_Passage_
****

Neiphiu Guolhoulie Rio (born 11 November 1950) is an Indian politician who serving as the 9th and current Chief Minister of Nagaland since 2018, previously 2008 to 2014 and from 2003 to 2008. He is the only Nagaland Chief Minister to have served five consecutive terms, and is the longest serving Chief Minister of Nagaland. He was also a Member of Parliament from Nagaland in Lok Sabha from 2014 to 2018.

Early life and education 
Neiphiu Guolhoulie Rio was born on 11 November 1950 to an Angami Naga family from Tuophema. His mother and father were Kevilhouü and Guolhoulie Rio. He received his early education from Baptist English School, Kohima and Sainik School, Purulia, West Bengal. He attended college at St Joseph's College, Darjeeling and later graduated from Kohima Arts College.

An active student leader during his School and College days, Rio entered politics at a very young age. He had headed many organizations before becoming the Chief Minister of Nagaland. He served as the President of Kohima District United Democratic Front (UDF) Youth Wing in 1974. He was also appointed  the Chairman of Northern Angami Area Council in 1984. He also had been the honorary Vice President of Indian Red Cross Society Nagaland branch.

****

_Provided material_
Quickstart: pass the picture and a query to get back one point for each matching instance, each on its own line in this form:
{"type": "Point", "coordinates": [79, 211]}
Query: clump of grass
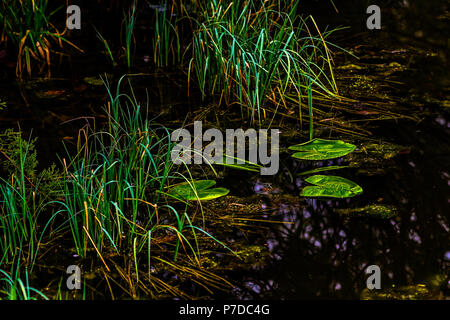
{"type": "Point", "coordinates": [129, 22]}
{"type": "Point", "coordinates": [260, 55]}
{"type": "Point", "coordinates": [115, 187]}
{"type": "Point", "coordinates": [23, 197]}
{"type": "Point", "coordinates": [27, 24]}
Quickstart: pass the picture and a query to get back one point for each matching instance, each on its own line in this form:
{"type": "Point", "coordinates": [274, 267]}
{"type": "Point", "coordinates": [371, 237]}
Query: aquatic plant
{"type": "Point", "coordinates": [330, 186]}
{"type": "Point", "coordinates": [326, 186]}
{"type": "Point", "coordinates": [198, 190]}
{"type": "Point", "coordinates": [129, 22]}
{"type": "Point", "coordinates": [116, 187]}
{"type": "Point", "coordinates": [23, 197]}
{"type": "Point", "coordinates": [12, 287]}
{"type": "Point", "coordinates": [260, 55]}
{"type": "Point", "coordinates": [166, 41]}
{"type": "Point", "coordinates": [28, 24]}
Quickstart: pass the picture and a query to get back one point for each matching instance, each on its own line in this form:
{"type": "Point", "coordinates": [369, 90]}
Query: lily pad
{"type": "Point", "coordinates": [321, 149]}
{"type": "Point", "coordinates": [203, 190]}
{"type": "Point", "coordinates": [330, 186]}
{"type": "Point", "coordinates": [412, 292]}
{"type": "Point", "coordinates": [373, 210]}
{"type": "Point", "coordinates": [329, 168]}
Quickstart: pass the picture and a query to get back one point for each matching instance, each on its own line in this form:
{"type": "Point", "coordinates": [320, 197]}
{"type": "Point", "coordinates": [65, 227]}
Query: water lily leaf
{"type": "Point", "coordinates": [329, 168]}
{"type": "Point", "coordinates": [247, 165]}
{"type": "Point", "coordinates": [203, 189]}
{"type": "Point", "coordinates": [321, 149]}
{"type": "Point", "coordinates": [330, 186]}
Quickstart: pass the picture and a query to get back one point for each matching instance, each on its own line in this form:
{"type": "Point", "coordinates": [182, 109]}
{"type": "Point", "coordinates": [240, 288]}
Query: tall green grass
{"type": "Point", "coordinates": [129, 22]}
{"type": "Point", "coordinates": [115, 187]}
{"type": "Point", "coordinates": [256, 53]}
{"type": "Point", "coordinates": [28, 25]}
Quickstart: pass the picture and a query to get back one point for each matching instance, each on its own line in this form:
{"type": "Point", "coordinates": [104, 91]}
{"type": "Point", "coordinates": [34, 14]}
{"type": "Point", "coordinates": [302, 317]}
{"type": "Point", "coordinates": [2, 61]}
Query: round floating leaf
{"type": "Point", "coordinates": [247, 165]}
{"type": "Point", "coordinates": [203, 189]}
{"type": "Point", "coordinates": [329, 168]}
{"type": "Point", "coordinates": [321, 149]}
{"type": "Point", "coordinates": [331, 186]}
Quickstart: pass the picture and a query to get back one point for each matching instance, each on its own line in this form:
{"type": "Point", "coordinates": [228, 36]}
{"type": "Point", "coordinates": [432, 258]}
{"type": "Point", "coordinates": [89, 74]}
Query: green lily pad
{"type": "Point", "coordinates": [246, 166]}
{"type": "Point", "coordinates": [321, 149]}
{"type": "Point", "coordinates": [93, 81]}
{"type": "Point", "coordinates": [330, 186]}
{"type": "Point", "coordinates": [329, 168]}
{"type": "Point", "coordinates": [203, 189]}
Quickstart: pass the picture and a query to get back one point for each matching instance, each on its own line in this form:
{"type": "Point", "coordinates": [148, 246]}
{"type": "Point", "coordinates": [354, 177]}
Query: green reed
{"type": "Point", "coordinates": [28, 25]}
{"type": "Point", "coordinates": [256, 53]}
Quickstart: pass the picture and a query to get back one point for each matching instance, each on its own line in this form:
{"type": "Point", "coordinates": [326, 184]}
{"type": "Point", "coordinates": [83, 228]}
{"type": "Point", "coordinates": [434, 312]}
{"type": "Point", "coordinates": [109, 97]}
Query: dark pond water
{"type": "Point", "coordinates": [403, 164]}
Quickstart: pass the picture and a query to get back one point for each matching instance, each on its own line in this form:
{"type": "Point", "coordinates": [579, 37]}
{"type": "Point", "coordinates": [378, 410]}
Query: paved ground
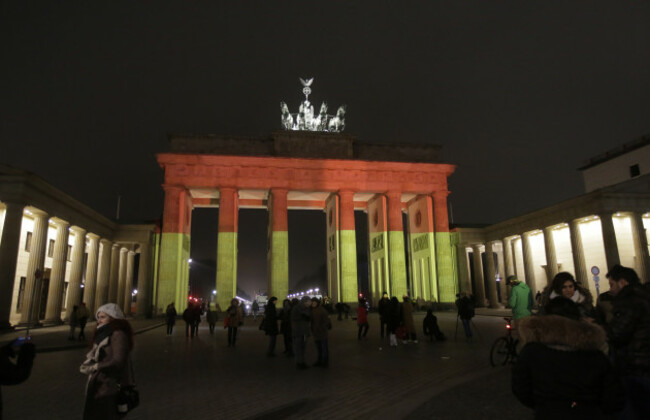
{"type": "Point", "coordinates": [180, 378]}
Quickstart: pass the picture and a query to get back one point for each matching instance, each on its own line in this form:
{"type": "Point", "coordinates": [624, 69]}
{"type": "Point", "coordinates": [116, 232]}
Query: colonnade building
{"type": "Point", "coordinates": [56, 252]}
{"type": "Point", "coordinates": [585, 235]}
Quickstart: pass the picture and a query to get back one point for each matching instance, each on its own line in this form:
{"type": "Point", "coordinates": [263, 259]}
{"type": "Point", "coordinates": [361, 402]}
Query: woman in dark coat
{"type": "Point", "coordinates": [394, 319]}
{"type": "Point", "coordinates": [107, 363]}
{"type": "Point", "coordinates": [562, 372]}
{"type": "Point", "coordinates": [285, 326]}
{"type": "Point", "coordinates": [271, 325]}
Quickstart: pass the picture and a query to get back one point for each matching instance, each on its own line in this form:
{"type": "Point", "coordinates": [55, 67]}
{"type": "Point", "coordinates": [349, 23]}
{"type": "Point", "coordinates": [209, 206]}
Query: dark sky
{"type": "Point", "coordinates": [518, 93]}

****

_Short task A_
Which schools and colleges does the biography of Neiphiu Rio say he attended?
_Short task B_
From the biography of Neiphiu Rio, return everything from "Early life and" down to "Society Nagaland branch.", copied word for word.
The records aren't needed for any of this.

_Full solution A_
- Baptist English School, Kohima
- Sainik School, Purulia, West Bengal
- St Joseph's College, Darjeeling
- Kohima Arts College

_Full solution B_
Early life and education 
Neiphiu Guolhoulie Rio was born on 11 November 1950 to an Angami Naga family from Tuophema. His mother and father were Kevilhouü and Guolhoulie Rio. He received his early education from Baptist English School, Kohima and Sainik School, Purulia, West Bengal. He attended college at St Joseph's College, Darjeeling and later graduated from Kohima Arts College.

An active student leader during his School and College days, Rio entered politics at a very young age. He had headed many organizations before becoming the Chief Minister of Nagaland. He served as the President of Kohima District United Democratic Front (UDF) Youth Wing in 1974. He was also appointed  the Chairman of Northern Angami Area Council in 1984. He also had been the honorary Vice President of Indian Red Cross Society Nagaland branch.